WHAT IS NEEDED: Look for the string "service" in the listing below and copy every line in which it appears.

SUPPLIED RECORDS:
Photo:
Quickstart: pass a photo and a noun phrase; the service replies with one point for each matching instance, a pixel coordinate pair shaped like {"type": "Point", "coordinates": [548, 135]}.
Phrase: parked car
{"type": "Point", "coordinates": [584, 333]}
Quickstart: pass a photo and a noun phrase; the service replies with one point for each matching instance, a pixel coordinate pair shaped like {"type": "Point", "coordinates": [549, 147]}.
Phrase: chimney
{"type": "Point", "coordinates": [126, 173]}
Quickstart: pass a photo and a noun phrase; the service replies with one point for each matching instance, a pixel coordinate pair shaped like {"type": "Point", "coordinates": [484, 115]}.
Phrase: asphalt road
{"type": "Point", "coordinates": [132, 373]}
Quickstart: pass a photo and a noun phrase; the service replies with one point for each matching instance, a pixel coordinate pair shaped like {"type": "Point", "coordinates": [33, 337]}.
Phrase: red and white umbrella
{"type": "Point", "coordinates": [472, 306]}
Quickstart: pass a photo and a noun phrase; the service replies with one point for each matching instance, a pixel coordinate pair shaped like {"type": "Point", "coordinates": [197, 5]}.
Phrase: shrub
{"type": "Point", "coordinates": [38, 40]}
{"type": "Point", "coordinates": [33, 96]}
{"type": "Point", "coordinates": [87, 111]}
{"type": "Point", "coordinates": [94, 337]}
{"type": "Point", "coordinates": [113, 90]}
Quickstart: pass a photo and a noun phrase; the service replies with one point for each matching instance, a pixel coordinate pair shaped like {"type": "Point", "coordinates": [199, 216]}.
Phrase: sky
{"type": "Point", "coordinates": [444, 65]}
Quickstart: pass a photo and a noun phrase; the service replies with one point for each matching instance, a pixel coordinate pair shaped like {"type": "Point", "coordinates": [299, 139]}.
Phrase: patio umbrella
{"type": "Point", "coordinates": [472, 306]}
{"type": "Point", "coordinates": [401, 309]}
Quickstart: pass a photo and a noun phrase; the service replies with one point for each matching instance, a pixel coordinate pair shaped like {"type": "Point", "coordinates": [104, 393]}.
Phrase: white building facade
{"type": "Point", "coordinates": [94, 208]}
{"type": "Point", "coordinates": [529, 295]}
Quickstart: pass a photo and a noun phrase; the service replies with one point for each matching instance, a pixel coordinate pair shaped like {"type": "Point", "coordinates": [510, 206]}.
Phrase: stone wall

SOLUTION TO THIS PROBLEM:
Quickstart: pass a photo and a noun phrase; the service replies with one point for each matching instance, a pixel coordinate pair shaped like {"type": "Point", "coordinates": [548, 135]}.
Quickstart: pass a photo and a noun phrase; the service replies with one point for each matching instance, a pixel coordinate pair shaped like {"type": "Point", "coordinates": [549, 147]}.
Quickstart: pass a photo and a noun phrase; the service replies with one point for each matching instance, a pixel coordinate pair shaped like {"type": "Point", "coordinates": [484, 115]}.
Quickstart: pass a photo and a noun phrase; the service replies with one point for each matching instance, a pixel coordinate pair shaped like {"type": "Point", "coordinates": [33, 337]}.
Quickstart: pass a photo and a noun phrase; the service replies with one point for each matching instance, a pixel coordinate pair shaped like {"type": "Point", "coordinates": [197, 5]}.
Quickstart: pass a photo and a noun phrase; the service replies with one point for each matching instance, a pixel coordinate pair shaped like {"type": "Point", "coordinates": [199, 216]}.
Quickstart: pass a photo and a noun phrase; the service replies with one point for each matching instance, a pixel coordinate pair shaped like {"type": "Point", "coordinates": [299, 139]}.
Quickstart: pass a photo and a noun phrase; the service replies with one point for each matching instance, a pixel coordinate pair shaped like {"type": "Point", "coordinates": [104, 393]}.
Quickstart: pass a photo and a noun phrase; the service replies with one point for each matching instance, a pixel coordinate pair shaped like {"type": "Point", "coordinates": [510, 206]}.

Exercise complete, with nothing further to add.